• [Problem requirements]: Please copy, word for word, the line that contains "pixel 395 111" and every line after it through the end of the records, and nothing more.

### Records provided ###

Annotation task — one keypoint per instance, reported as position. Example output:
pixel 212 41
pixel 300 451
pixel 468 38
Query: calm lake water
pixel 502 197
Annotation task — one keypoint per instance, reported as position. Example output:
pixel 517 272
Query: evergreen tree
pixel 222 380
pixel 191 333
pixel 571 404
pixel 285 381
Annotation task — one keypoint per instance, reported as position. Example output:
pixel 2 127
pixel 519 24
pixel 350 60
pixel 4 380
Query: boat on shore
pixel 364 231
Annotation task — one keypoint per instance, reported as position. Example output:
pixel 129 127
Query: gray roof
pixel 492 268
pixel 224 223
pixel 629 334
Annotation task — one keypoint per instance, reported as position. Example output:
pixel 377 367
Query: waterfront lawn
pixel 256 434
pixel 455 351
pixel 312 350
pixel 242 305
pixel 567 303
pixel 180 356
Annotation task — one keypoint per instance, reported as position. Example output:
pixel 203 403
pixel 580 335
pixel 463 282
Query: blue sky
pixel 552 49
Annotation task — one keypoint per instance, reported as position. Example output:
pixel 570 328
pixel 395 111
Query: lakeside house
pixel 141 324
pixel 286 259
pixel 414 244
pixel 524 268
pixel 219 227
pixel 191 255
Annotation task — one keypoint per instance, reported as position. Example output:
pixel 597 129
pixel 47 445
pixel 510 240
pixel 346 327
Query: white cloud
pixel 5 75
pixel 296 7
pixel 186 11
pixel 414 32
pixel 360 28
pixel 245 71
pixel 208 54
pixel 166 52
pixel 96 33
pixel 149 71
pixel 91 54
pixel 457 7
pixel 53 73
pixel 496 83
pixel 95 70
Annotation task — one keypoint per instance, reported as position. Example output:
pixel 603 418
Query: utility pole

###

• [Response below]:
pixel 395 111
Query: lakeside house
pixel 141 324
pixel 286 259
pixel 414 244
pixel 524 268
pixel 219 227
pixel 191 255
Annotation task — one keypoint per instance, reported as position. Example output:
pixel 597 129
pixel 47 445
pixel 510 240
pixel 346 327
Query: white cloud
pixel 5 75
pixel 296 7
pixel 186 11
pixel 414 32
pixel 360 28
pixel 245 71
pixel 208 54
pixel 166 52
pixel 96 33
pixel 149 71
pixel 91 54
pixel 457 7
pixel 53 73
pixel 496 83
pixel 95 70
Annotation task — one keypoint per instance, reported as position. Example output:
pixel 603 418
Query: utility pole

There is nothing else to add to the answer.